** Dataset excerpts follows **

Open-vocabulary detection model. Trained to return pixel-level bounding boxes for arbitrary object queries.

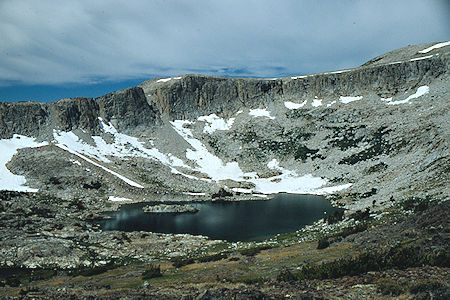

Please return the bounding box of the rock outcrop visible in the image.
[0,87,160,139]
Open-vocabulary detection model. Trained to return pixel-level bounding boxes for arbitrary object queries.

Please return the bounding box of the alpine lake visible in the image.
[99,193,342,242]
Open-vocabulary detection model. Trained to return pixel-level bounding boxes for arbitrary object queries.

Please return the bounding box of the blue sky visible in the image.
[0,0,448,102]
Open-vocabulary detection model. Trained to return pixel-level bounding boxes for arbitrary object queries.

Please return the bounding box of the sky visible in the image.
[0,0,449,102]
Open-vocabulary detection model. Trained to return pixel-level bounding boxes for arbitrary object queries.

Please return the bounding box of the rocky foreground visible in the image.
[0,41,449,298]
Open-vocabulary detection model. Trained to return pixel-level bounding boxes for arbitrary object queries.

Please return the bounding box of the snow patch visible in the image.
[410,55,433,61]
[327,100,337,107]
[249,108,275,119]
[170,120,246,182]
[108,196,132,202]
[315,183,353,195]
[284,100,307,110]
[54,118,189,175]
[183,192,207,196]
[70,159,82,166]
[197,114,235,134]
[252,194,268,198]
[55,143,144,188]
[339,96,363,104]
[386,86,429,105]
[0,135,48,192]
[418,41,450,54]
[328,69,352,74]
[291,75,307,80]
[311,98,322,107]
[171,123,348,195]
[156,77,172,83]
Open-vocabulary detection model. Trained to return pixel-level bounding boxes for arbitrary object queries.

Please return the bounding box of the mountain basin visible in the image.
[98,193,342,242]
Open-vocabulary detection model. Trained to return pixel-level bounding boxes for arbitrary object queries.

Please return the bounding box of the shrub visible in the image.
[171,256,195,268]
[336,222,368,239]
[142,264,162,279]
[197,252,228,263]
[277,269,297,282]
[317,238,330,249]
[326,210,344,224]
[239,245,272,257]
[293,246,448,281]
[409,279,446,294]
[376,278,406,296]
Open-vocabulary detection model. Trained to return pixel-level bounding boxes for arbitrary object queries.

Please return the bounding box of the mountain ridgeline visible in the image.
[1,42,448,138]
[0,41,448,211]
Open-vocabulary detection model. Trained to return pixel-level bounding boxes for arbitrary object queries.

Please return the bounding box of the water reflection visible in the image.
[99,193,341,241]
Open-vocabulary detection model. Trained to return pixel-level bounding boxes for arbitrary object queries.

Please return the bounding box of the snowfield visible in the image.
[284,100,307,110]
[197,114,235,133]
[249,108,275,119]
[0,135,48,192]
[169,122,352,195]
[418,41,449,54]
[1,117,353,195]
[311,98,322,107]
[339,96,363,104]
[386,86,429,105]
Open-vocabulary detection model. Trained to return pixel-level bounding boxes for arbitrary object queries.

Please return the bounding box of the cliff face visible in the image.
[1,42,448,137]
[139,48,448,120]
[0,87,160,139]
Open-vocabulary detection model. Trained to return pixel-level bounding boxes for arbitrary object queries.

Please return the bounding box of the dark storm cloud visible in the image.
[0,0,448,85]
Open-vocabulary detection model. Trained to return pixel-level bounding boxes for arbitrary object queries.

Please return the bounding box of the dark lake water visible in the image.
[99,193,342,242]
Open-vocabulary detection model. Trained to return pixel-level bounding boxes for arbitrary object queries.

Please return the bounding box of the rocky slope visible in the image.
[1,41,448,209]
[0,41,449,298]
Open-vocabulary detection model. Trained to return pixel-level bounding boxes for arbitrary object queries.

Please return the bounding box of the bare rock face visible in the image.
[50,97,101,134]
[0,87,161,139]
[139,43,449,121]
[0,102,49,138]
[140,75,284,120]
[96,87,161,133]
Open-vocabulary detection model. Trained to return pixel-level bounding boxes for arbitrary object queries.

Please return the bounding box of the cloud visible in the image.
[0,0,448,85]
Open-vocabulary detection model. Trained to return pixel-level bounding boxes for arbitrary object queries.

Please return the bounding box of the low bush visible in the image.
[325,210,344,224]
[276,269,297,282]
[239,245,272,257]
[197,252,228,263]
[409,279,446,294]
[171,256,195,268]
[142,264,162,279]
[317,238,330,250]
[336,222,368,239]
[375,278,406,296]
[293,246,448,280]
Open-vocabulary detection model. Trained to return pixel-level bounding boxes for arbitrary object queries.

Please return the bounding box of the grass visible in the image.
[285,245,450,281]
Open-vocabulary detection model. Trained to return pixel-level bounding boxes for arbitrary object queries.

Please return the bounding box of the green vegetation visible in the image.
[171,256,195,268]
[287,245,449,281]
[375,278,407,296]
[329,125,365,151]
[316,238,330,249]
[197,252,228,263]
[239,245,273,256]
[375,278,447,296]
[142,264,162,279]
[0,268,57,287]
[401,196,432,213]
[339,127,391,165]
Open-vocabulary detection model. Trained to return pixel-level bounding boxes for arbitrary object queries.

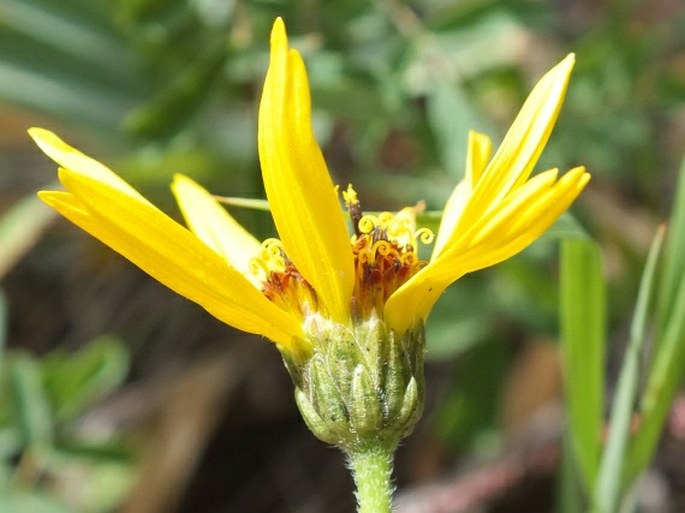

** End of Dataset excerpts **

» **What you have to do**: Please set down the records exactly, and keep every image out of the copy.

» **Result of this exercise**:
Open-vocabulary detection model. Trained to return pixel-level bounding boxes for arbitrary object queries.


Please return the bounding box of the rock outcrop visible in the image.
[0,87,160,139]
Open-vocabulary detection model. Trained to return pixel-level bounding boxes for arbitrary object queries.

Please return the bounding box of the alpine lake visible in the image.
[99,193,342,242]
Open-vocabulary detection model. Trained to return pixel-level bounding boxes for arbitrary object queries.

Please return the bounding box of the blue sky visible in the image.
[0,0,448,102]
Open-vocabulary detection model. Trained to return pixel-level bounding boxes for arbitrary object queries.

Please return the bounding box of the sky visible in the image.
[0,0,449,102]
Open-vocabulary detection model. Trained to return pixel-level bounding boxes for arbitrary object queries.

Please return the bounding box of the rocky foreground visible in the image.
[0,41,449,298]
Open-vocabulary detection model. Trained to return pixel-level bounding boxes for arbitrary object queries.

Please return the bounding box of the snow patch visible in the image.
[410,55,433,61]
[327,100,337,107]
[249,108,275,119]
[170,120,246,182]
[108,196,132,202]
[315,183,353,195]
[284,100,307,110]
[54,118,189,175]
[183,192,207,196]
[70,159,82,166]
[197,114,235,134]
[252,194,268,198]
[55,143,144,188]
[339,96,363,104]
[386,86,429,105]
[0,135,48,192]
[418,41,450,54]
[328,69,352,74]
[291,75,307,80]
[311,98,322,107]
[171,123,348,195]
[156,77,172,83]
Open-vocabulary detection model. Trained to return pixel-level bounding boxes for arbitrary object queries.

Please return the bounding box of the mountain basin visible in the image.
[98,193,342,242]
Open-vocabulary detection model. Trained to return pixel-level bounding boxes for arbitrary object queries.

Please return the bounding box of the shrub visible in the image.
[171,256,195,268]
[336,222,368,239]
[142,264,162,279]
[197,252,228,263]
[277,269,297,282]
[317,238,330,249]
[326,210,344,224]
[239,245,272,257]
[293,246,448,281]
[409,279,446,294]
[376,278,406,296]
Open-vocabulary detection model. Trained to return pixel-level bounding boxes for arbitrary object queries.

Please return the bounding box of the mountain ridgeline visible in the image.
[1,42,448,138]
[0,41,448,211]
Open-vocabulary detection model. Trained to return pixel-level bounding boxes for arbitrary object queries.

Please return the bounding box of the water reflection visible in the image.
[99,193,341,241]
Open-vocabulary detection model. Trained to return pixel-level bounding boxes for arbitrary object queries.

Please return the bounding box of the snowfield visible in the image.
[284,100,307,110]
[197,114,235,133]
[249,108,275,119]
[0,135,48,192]
[169,122,352,195]
[418,41,449,54]
[1,117,353,195]
[311,98,322,107]
[339,96,363,104]
[386,86,429,105]
Open-vocabulary detection model. Trained to return pixel-level bounding boxes for arbitrary object queries.

Please return the bounding box of the cliff face visible in the image.
[1,42,448,137]
[139,48,448,120]
[0,87,160,139]
Open-vocabulary detection model. Trained to return pixel-level bounding boxes for arbitrary object queries.

Please return the bounding box of the dark storm cloud visible in the image.
[0,0,448,85]
Open-vocabulary detection model. Trained to return pixel-level bounding boxes for arbitrary object queries.

Please return the bounding box of the dark lake water visible in the image.
[99,193,342,242]
Open-vocabulary detection model. Trained to return pixel-level bounding boxes for arbitrary object queries.

Please return the bounding box of the rocky slope visible in the image.
[1,41,448,209]
[0,41,449,298]
Open-vocabulary detection model. Trained to return pixel-level bounding boxes for arbitrary object queries.

Please return the bounding box of the bare rock face visible in the image.
[50,97,101,134]
[0,87,161,139]
[139,43,449,121]
[0,102,49,138]
[140,75,284,120]
[96,87,161,133]
Open-vocabulary detection model. Trained to return pixel-level bounding boxes for arbitrary object queries.

Please return the bounding box of the cloud visible in the image.
[0,0,448,85]
Open-vocabulary detection model. Trained to return pixel-level bounding boxes for arbitrary object queries.

Please return the bounding box of the low bush visible in the image.
[325,210,344,224]
[276,269,297,282]
[239,245,272,257]
[197,252,228,263]
[409,279,446,294]
[171,256,195,268]
[142,264,162,279]
[317,238,330,250]
[336,222,368,239]
[375,278,406,296]
[293,246,448,280]
Open-vocabulary detection model. Trained to return pixel-level bounding boxes for arbitrary object queries.

Please return the bounding box of the grass visible in the image.
[285,245,450,281]
Open-vocabulary detection model. Trained to return pixel-level bounding boxes for arbitrary object queries.

Please return the bounding box of the green vegetation visible in the image.
[171,256,195,268]
[287,245,449,281]
[375,278,407,296]
[329,125,365,151]
[316,238,330,249]
[197,252,228,263]
[239,245,273,256]
[375,278,447,296]
[142,264,162,279]
[0,268,57,287]
[401,196,432,213]
[339,127,391,165]
Open-vocabulary detection model. Trained to return pixel-level bounding boxes for arbitrary object queries.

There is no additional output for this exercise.